GIVEN RECORDS:
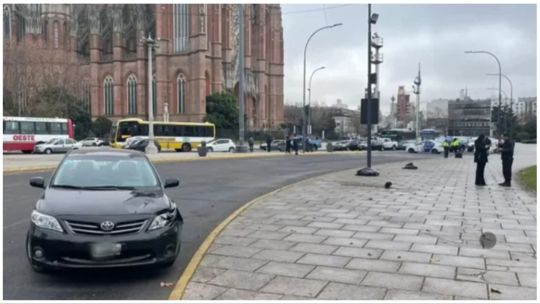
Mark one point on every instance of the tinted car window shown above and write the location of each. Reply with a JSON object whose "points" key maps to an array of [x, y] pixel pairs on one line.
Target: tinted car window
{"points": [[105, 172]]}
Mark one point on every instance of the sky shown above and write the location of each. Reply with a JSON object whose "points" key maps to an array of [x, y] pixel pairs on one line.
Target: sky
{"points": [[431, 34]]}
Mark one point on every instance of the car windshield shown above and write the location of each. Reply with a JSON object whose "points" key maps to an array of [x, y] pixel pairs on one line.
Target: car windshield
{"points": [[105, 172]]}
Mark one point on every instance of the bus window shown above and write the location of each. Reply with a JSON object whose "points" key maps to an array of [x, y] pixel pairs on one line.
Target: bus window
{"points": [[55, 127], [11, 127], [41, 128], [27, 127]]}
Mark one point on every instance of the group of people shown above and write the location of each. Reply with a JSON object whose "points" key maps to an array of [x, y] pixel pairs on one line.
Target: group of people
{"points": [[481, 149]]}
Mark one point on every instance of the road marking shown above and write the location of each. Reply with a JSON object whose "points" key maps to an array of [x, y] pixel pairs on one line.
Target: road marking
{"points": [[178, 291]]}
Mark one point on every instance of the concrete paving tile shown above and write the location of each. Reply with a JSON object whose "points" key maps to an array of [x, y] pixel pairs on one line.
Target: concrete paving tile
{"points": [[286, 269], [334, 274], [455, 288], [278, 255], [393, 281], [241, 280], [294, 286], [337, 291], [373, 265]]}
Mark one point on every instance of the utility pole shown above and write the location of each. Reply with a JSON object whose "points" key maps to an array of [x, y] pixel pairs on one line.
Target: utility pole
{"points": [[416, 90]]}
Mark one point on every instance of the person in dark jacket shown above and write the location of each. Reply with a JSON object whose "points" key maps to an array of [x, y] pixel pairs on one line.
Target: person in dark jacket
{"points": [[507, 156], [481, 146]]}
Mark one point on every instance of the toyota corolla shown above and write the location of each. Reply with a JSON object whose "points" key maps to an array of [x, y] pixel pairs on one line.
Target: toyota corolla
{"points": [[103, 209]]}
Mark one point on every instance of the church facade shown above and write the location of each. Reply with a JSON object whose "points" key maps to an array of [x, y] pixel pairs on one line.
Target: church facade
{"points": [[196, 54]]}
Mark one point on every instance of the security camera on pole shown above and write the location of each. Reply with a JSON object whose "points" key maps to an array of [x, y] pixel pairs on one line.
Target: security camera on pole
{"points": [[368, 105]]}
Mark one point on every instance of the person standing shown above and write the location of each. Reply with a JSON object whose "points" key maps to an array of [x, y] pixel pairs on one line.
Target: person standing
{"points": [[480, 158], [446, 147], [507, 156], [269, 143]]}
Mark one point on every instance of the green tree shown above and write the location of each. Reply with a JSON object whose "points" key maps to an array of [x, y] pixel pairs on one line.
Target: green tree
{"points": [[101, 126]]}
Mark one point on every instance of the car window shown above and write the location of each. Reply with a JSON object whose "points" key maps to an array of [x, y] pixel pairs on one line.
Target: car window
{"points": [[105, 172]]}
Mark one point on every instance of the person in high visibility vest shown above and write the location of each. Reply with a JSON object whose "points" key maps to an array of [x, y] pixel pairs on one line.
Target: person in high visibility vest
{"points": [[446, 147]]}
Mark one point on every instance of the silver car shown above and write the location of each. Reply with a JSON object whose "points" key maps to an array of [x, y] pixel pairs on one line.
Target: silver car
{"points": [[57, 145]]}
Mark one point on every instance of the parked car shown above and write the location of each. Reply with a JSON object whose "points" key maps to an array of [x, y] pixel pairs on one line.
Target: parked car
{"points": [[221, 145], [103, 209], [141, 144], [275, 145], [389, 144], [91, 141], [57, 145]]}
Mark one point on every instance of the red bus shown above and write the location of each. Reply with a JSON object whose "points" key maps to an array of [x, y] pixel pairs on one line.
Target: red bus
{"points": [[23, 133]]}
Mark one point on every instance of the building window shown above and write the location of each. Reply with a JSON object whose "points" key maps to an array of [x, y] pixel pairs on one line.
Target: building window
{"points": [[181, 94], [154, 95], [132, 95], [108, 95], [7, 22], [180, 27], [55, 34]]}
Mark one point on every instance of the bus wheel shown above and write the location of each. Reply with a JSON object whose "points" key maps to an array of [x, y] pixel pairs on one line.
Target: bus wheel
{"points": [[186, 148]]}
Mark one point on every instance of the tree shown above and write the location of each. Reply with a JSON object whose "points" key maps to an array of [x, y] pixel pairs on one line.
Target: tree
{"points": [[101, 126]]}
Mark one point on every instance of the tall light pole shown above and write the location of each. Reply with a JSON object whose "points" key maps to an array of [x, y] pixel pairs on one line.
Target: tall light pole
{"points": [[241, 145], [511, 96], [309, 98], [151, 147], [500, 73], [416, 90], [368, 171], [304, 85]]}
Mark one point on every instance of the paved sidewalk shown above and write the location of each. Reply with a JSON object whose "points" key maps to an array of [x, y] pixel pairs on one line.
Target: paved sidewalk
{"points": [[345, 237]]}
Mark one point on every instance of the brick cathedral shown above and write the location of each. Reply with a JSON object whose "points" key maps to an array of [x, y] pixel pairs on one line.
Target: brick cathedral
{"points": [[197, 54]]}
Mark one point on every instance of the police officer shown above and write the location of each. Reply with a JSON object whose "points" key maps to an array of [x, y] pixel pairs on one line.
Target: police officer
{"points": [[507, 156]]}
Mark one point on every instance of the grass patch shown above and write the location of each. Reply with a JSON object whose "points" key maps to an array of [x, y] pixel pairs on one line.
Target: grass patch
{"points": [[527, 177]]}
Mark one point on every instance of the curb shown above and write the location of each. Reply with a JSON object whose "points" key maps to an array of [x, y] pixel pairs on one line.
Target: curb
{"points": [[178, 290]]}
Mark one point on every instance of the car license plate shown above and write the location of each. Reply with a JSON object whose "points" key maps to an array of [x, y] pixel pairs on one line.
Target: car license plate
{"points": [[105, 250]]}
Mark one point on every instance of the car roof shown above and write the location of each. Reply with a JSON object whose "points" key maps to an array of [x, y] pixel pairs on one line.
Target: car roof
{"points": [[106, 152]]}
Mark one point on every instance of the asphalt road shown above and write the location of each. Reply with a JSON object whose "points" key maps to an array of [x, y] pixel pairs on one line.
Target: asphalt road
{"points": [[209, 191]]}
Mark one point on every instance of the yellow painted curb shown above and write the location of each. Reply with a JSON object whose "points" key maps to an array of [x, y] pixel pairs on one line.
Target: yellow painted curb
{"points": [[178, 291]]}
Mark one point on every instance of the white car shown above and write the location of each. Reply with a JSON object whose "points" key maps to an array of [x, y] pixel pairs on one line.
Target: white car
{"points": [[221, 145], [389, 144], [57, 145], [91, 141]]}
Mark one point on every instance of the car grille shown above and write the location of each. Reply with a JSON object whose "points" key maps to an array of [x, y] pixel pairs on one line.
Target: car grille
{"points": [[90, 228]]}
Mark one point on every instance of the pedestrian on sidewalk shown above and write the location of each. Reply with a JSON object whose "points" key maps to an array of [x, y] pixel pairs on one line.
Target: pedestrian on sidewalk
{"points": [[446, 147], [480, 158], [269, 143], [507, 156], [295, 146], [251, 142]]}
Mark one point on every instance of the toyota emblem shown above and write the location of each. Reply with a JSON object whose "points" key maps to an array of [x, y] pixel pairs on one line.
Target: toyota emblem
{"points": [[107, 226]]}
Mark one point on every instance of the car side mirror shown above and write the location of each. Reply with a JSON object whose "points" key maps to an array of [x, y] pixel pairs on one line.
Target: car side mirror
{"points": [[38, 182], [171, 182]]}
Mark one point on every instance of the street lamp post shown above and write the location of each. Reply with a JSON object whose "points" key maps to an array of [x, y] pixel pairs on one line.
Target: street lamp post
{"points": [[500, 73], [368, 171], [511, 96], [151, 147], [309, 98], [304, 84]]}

AIM OF THE EXERCISE: Copy the lines from the one containing "Mark one point on every instance of the toyota emblem" through the end of the records, requests included, and lower every coordinate in the answers by 124.

RESPONSE FOR THIS EXERCISE:
Mark one point on every instance of the toyota emblem shown above and write the location of each. Reply with a JSON object whose "points" key maps to an array of [x, y] pixel pairs on one line.
Target: toyota emblem
{"points": [[-17, 102]]}
Mark one point on every instance of the car side mirror shown above and write the location of each. Reply with a JSON object whose "points" key maps to an array of [x, y] pixel pairs on one line.
Target: car side mirror
{"points": [[-86, 58], [47, 58]]}
Mark one point on every instance of the street lamp post shown above and write the location of each. Reply with a JSON object whose "points" key maps to an array of [x, y] pixel pairs on one line.
Target: street lamp post
{"points": [[376, -51], [244, 47], [387, -28], [27, 23], [185, -26], [180, -40]]}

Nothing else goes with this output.